● Task instructions:
The lines you return should be those containing the string "indicator", taken from the data below.

● Records for this exercise:
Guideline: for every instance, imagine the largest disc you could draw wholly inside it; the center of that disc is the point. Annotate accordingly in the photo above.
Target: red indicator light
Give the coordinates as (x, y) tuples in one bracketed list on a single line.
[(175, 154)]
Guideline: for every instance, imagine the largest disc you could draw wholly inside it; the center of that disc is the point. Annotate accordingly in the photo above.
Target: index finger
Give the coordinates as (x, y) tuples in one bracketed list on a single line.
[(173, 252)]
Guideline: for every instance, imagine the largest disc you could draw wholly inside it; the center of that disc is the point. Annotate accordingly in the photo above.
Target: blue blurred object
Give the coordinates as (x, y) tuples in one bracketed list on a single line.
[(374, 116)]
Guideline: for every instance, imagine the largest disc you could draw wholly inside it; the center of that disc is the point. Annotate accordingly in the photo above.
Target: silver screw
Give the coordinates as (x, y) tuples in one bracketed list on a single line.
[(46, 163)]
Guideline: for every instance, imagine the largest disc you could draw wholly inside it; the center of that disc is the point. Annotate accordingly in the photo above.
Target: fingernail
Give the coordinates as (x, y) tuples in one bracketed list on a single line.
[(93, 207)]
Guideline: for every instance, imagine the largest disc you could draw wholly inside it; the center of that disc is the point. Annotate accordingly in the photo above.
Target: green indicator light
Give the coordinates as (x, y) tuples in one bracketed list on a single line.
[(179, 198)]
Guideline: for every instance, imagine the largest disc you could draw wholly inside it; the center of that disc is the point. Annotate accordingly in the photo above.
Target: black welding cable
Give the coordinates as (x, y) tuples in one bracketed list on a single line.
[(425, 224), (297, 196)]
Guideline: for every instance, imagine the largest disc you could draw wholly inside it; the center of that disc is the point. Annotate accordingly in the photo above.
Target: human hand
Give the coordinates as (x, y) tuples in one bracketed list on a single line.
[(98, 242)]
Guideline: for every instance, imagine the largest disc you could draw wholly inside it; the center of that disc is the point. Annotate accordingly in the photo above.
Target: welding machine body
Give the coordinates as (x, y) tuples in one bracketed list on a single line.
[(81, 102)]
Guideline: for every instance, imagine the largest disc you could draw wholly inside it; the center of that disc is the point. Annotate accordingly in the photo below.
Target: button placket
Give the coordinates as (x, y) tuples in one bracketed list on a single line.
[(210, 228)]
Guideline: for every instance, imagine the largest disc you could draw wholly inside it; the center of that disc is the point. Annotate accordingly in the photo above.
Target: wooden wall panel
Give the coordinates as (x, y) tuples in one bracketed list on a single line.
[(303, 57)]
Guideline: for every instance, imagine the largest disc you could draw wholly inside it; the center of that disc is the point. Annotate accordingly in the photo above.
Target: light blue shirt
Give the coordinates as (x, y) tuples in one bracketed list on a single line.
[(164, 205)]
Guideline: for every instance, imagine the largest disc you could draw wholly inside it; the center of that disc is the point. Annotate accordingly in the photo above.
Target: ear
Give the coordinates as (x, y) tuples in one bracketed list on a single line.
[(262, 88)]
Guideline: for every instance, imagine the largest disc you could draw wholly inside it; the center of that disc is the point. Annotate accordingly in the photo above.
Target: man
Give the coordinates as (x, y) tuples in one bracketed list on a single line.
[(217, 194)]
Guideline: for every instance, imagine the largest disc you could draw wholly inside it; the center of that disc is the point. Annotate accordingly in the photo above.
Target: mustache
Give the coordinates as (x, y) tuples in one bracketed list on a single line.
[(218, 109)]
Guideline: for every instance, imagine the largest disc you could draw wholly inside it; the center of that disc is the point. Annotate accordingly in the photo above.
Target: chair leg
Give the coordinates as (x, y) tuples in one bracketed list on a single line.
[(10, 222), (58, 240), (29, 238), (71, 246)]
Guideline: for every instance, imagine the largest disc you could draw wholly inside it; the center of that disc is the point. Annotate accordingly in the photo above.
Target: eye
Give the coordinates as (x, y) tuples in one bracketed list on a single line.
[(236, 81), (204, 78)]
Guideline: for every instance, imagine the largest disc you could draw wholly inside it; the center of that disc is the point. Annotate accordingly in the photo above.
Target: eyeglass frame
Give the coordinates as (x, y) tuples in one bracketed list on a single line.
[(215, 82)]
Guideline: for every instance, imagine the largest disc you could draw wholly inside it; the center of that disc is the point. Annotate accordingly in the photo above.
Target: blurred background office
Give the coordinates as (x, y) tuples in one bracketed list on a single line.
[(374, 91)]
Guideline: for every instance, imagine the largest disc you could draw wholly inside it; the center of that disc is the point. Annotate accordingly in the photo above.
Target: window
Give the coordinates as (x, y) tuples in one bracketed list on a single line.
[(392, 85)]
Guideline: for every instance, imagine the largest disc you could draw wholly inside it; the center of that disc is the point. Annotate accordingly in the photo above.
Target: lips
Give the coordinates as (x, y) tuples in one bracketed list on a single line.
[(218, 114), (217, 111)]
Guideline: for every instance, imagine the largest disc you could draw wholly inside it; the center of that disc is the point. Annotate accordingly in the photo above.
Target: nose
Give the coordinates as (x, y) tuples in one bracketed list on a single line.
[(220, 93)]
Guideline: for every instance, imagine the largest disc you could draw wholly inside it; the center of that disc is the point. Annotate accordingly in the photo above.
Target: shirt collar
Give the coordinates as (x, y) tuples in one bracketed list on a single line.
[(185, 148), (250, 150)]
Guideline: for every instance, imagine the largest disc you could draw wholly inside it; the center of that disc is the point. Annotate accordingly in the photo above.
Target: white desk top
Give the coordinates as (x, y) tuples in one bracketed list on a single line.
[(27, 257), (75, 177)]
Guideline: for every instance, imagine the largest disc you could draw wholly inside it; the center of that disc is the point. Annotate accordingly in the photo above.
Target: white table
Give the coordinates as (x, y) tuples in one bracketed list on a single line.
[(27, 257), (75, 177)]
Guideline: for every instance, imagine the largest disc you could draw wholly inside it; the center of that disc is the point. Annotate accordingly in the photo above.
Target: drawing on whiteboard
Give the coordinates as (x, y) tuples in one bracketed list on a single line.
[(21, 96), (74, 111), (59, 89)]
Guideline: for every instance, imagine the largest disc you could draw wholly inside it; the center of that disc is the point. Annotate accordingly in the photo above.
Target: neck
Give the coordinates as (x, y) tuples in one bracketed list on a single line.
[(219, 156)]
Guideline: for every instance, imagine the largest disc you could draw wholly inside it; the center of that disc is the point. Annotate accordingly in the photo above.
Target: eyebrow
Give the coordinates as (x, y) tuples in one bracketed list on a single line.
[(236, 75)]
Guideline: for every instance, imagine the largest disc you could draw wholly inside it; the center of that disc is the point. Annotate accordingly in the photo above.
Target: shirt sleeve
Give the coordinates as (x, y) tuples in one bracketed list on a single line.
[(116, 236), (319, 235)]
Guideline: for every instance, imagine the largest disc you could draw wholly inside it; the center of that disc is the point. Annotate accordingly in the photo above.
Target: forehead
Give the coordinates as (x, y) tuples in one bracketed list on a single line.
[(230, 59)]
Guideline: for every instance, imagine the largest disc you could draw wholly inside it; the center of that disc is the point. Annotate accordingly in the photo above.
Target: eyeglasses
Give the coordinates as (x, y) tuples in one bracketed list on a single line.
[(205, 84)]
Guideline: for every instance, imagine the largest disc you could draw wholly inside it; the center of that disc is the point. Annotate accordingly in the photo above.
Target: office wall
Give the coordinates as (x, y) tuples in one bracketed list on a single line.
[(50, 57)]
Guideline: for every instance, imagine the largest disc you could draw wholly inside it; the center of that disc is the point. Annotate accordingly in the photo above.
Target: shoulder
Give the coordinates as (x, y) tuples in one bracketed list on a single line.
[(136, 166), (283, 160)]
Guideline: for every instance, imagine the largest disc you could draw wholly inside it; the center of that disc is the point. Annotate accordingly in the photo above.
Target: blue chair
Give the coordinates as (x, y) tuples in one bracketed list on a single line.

● Result of this task:
Target: red indicator light
Target: green indicator light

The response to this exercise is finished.